### WHAT TO WORK ON
• A. From the Ignatian reflection below, repeat the passage starting with "Written by Sylvester" and going on through "of his Son.".
• B. In the Ignatian reflection below, what does the week's calendar and lectionary remind us of?

### DOCUMENT EXTRACT
Ignatian Reflections

27 September 2020 «

Written by Sylvester Tan S.J. | Sep 27, 2020 4:00:00 AM

27 September 2020

Twenty-sixth Sunday in Ordinary Time

This week, the Church’s calendar and lectionary offers us celebrations and readings that will remind us of the role that angels (both faithful and fallen) play in the drama of salvation. As important as angels are, though, we must ask the Lord to help us avoid any temptation towards “angelism” that might cause us to devalue the concrete reality of our messy human situation, which is not a mistake, but God’s gift to us. It is through embracing our fleshy, created humanity that we share the divine life that God offers us through the human life of his Son.

### INFORMATION PROVIDED
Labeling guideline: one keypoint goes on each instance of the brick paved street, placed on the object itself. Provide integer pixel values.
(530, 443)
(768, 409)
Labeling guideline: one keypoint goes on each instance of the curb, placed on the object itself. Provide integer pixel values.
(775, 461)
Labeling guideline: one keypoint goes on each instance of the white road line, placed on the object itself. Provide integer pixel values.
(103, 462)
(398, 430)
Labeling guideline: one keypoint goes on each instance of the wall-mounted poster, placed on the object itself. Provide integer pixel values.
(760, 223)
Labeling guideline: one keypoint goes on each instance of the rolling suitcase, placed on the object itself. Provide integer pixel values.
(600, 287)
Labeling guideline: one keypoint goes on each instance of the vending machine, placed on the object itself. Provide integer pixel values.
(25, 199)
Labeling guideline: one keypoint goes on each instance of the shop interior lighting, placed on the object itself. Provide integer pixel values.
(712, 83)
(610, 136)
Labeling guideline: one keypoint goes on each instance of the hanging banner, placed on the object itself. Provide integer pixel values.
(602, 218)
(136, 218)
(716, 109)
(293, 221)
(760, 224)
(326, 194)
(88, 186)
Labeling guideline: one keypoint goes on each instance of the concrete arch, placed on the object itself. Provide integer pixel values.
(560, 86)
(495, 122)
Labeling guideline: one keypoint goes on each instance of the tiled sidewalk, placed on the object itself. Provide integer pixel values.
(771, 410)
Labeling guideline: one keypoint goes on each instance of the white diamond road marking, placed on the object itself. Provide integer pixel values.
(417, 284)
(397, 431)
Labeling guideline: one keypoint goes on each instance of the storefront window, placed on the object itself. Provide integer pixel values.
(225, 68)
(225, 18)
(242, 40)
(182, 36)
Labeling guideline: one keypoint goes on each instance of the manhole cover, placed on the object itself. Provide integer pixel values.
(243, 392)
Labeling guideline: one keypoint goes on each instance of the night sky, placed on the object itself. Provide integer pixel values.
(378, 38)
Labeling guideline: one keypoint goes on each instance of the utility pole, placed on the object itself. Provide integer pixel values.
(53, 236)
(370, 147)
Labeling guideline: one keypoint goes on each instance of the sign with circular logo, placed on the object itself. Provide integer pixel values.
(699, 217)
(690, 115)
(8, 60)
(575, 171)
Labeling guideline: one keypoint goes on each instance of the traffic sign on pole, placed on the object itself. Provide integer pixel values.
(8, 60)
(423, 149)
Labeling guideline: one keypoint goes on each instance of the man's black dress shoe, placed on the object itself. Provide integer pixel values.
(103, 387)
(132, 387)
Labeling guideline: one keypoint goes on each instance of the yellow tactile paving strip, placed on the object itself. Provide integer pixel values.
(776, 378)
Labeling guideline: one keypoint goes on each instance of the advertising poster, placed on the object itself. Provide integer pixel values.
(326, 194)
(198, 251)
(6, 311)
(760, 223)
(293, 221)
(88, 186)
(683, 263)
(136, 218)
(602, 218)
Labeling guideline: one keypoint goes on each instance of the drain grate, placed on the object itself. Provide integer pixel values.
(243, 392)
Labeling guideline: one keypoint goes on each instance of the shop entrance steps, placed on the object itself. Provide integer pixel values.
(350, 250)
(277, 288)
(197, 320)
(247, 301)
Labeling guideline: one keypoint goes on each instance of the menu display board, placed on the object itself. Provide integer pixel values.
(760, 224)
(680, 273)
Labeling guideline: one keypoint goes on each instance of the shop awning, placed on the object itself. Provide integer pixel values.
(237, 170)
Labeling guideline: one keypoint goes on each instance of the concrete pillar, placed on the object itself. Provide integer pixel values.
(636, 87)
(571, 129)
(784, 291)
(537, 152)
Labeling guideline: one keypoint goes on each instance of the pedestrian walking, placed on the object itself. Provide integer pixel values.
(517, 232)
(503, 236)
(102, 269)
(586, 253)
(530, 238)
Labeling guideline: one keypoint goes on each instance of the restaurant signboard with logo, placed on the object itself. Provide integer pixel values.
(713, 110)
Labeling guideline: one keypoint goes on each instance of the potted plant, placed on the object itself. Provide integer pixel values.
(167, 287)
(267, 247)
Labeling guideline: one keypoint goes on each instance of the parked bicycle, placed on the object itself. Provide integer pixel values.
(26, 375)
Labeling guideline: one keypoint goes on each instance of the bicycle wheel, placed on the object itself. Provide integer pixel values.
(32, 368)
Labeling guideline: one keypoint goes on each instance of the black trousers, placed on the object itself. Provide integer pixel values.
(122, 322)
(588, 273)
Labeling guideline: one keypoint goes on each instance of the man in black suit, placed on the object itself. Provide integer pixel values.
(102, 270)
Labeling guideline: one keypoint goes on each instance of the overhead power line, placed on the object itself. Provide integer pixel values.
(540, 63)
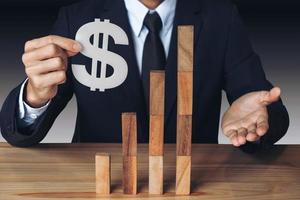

### ANSWERS IN ORDER
• A.
Written by Sylvester Tan S.J. | Sep 27, 2020 4:00:00 AM

27 September 2020

Twenty-sixth Sunday in Ordinary Time

This week, the Church’s calendar and lectionary offers us celebrations and readings that will remind us of the role that angels (both faithful and fallen) play in the drama of salvation. As important as angels are, though, we must ask the Lord to help us avoid any temptation towards “angelism” that might cause us to devalue the concrete reality of our messy human situation, which is not a mistake, but God’s gift to us. It is through embracing our fleshy, created humanity that we share the divine life that God offers us through the human life of his Son.

• B. The role that angels, both faithful and fallen, play in the drama of salvation.